Firman Utina – Kapten Timnas Indonsia di kompetisi Asean Football Federation (FFA) 2011 – terpilih sebagai salah satu The Man of The Year 2010 versi RM Online. Landasannya, Firman dinilai mampu menghidupkan kepercayaan publik Indonesia pada sepak bola nasional. Bagi Tim penilai, penampilan Skuad Garuda yang gemilang itu ikut memperindah pijar nasionalisme. Atas peranannya dalam membawa Timnas Indonesia ke semi final yang lalu itulah, Firman layak meraih piala ”The Guard of the Hoppless”.
Anugrah itu disampaikan Menteri Negara Pnedayagunaan Apartur Negara dan Reformasi Birokrasi di Gedung Dewan Pers, 27 Januari 2011. Dalam kesempatan terbatas dan disaksikan puluhan tokoh nasional dari kalangan politisi, pebisnis, insan media, Firman sampaikan, “Anugrah ini merupakan apresiasi, bukan hanya untuk kami pribadi, tapi seluruh Timnas dan masyarakat pencinta bola di Tanah Air ini”.
Tapi, tambahnya, kami juga perlu kami sampaikan pula rasa terima kasih kepada Pak Menteri E.E. Maningindaan. Peranan beliau tidak hanya saat ini yang kini menjadi salah satu menteri Kabinet Indonesia Bersatu “Jilid” II, tapi jauh sebelumnya, yakni ketika menjabat Gubernur Sulawesi Utara. Beliau aktif membina kami.

• DAFTAR TUGAS:
a) Terjemahkan ke dalam bahasa Inggris kalimat "Landasannya, Firman dinilai mampu menghidupkan kepercayaan publik Indonesia pada sepak bola nasional." dari teks tentang Firman Utina.
b) Ambil semua baris dalam daftar yang mengandung kata "stadium", dengan memperhatikan perbedaan huruf besar dan kecil.
Teks dan daftar di halaman ini merupakan bahan yang berdiri sendiri dan tidak saling berkaitan.

• DAFTAR YANG DIBERIKAN:
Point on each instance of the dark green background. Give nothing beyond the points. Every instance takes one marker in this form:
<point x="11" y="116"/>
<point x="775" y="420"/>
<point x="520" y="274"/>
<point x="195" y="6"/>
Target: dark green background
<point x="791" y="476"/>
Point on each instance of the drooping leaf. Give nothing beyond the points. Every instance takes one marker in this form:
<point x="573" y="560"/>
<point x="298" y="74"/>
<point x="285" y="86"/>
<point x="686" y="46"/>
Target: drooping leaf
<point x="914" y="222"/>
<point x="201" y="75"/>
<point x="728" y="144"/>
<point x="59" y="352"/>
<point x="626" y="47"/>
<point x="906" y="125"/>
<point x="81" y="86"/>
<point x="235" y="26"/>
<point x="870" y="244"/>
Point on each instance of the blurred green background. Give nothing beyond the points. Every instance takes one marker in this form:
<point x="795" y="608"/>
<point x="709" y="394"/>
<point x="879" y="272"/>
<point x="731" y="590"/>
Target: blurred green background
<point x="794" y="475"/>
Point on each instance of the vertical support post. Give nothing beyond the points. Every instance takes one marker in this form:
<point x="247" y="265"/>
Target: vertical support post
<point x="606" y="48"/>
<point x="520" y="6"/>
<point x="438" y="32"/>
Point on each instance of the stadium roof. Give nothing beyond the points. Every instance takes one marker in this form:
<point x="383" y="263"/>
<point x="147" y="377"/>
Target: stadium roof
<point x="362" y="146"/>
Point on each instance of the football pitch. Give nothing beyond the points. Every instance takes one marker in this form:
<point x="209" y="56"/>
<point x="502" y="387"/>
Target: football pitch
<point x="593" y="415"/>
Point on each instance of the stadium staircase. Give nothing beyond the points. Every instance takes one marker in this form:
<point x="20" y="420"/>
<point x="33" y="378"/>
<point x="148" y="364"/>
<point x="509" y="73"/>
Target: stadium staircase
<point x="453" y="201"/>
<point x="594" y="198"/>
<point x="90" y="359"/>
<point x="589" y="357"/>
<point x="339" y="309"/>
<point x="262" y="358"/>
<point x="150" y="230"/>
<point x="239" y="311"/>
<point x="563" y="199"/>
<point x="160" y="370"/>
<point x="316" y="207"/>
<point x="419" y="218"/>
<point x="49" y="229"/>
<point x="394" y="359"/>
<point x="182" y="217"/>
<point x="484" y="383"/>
...
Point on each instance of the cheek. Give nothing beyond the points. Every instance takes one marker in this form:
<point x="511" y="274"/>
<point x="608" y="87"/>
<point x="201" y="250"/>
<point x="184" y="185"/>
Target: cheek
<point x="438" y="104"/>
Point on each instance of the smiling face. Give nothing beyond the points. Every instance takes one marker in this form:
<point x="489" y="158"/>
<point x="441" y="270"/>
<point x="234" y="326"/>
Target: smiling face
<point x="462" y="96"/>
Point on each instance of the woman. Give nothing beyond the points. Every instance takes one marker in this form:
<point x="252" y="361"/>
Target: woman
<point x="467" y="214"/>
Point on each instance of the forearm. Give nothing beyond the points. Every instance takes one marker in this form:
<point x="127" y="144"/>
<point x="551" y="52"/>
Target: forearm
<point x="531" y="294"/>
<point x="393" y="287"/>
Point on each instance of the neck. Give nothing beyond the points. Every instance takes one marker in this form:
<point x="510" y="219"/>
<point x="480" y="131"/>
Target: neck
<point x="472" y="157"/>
--
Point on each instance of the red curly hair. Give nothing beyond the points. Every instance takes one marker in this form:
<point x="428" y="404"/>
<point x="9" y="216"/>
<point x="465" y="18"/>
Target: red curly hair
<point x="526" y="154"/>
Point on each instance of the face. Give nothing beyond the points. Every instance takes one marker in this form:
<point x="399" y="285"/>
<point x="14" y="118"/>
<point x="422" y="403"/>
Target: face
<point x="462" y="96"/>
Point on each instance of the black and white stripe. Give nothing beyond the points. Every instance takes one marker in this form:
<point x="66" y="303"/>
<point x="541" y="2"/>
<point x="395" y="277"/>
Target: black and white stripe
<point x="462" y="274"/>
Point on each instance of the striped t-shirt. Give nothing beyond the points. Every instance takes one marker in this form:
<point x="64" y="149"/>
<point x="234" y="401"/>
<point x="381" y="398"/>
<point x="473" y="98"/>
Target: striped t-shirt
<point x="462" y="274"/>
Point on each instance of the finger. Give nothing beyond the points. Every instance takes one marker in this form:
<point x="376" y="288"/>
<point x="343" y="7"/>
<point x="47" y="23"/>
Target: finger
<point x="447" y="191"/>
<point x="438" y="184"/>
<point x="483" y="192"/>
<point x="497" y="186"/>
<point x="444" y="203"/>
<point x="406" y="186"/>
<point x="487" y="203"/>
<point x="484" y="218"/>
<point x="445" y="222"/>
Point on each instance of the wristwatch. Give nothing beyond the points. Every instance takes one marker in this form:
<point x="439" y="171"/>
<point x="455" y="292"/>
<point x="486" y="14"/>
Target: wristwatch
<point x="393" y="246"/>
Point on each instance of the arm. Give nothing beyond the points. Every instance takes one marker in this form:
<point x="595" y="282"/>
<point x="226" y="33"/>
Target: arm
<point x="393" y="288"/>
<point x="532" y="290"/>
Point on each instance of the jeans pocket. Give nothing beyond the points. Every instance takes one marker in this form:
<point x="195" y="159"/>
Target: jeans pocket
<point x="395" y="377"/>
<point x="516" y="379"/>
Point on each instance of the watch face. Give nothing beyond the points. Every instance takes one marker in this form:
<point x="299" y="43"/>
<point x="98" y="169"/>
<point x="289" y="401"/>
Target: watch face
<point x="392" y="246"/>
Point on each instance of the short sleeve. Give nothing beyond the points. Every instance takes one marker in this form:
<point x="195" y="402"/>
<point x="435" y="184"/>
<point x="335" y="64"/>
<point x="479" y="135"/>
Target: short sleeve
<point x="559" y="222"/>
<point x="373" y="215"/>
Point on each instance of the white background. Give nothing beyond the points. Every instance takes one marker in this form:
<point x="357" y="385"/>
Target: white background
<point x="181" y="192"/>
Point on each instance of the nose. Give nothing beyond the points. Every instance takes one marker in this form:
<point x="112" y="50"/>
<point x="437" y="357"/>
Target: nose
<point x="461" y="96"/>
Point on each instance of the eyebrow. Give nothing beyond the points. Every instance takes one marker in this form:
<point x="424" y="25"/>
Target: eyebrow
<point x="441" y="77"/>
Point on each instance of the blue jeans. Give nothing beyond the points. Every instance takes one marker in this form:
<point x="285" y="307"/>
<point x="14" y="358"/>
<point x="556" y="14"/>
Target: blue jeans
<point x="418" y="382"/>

• JAWABAN SETIAP TUGAS:
a) On that basis, Firman was judged capable of reviving the Indonesian public's trust in national football.

b)
Point on each instance of the stadium roof. Give nothing beyond the points. Every instance takes one marker in this form:
Target: stadium roof
Point on each instance of the stadium staircase. Give nothing beyond the points. Every instance takes one marker in this form:
Target: stadium staircase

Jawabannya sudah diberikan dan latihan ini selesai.